**What this task involves**
If a line in the listing below has the string "Target", copy it out.
Supplied records START
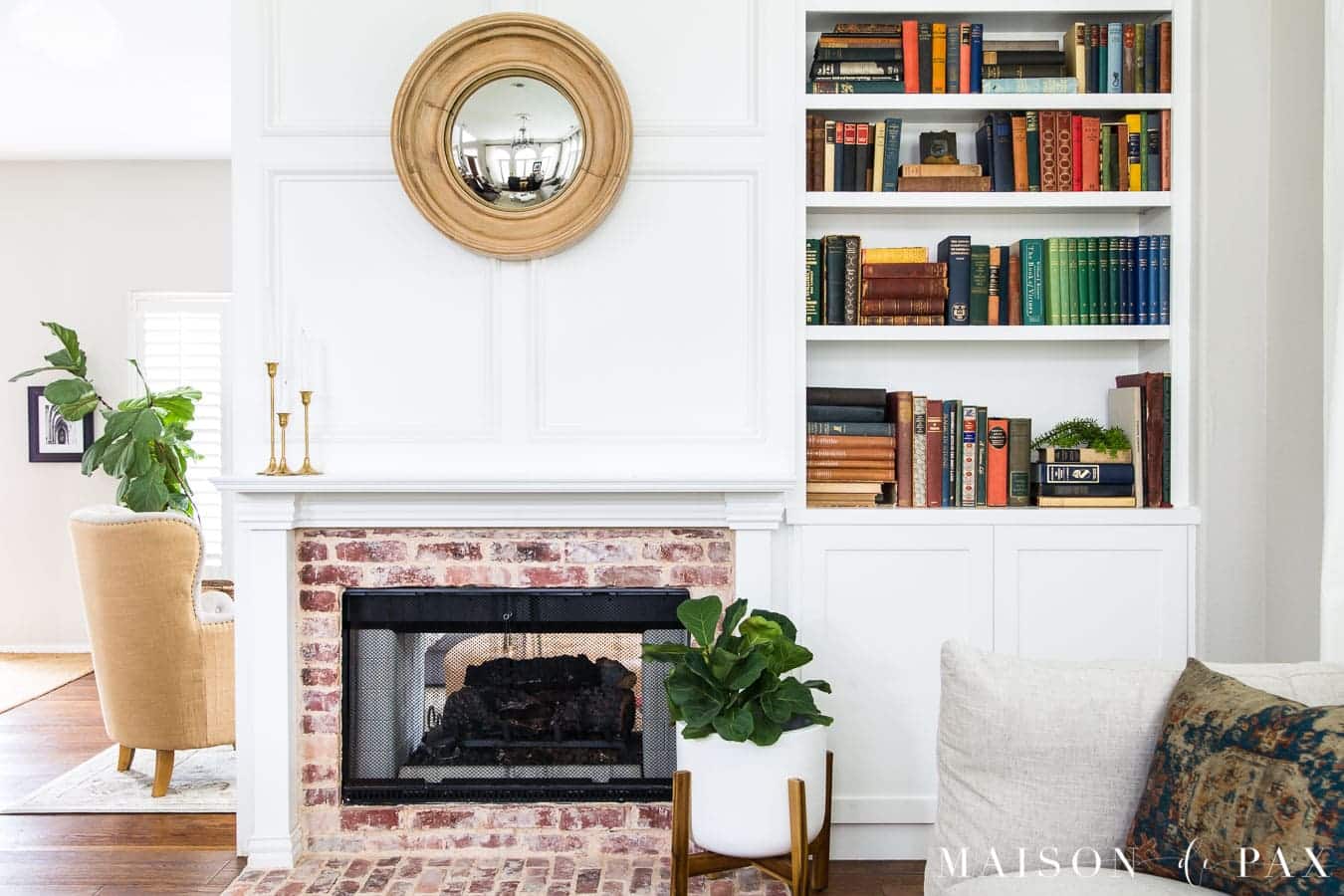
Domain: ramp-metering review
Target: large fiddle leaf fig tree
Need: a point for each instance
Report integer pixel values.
(145, 443)
(734, 680)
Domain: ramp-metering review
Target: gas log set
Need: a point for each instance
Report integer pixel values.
(563, 710)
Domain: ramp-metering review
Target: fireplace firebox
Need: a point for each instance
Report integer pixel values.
(506, 695)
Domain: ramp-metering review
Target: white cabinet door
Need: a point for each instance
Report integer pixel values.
(1093, 591)
(875, 603)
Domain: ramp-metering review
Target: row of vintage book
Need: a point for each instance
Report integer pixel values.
(1045, 150)
(1035, 281)
(870, 446)
(959, 57)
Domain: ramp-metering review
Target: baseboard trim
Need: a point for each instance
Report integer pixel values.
(275, 852)
(46, 648)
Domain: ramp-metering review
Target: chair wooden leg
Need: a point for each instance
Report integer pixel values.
(163, 772)
(798, 835)
(821, 857)
(680, 833)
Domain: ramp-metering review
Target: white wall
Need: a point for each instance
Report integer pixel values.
(76, 238)
(657, 348)
(1259, 388)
Supplied records END
**Result for this task**
Target: large fiddle leaf fig tree
Target: gas log set
Target: fireplace firebox
Target: white cabinet door
Target: row of vintage book
Target: baseboard trim
Target: chair wooden leg
Target: white wall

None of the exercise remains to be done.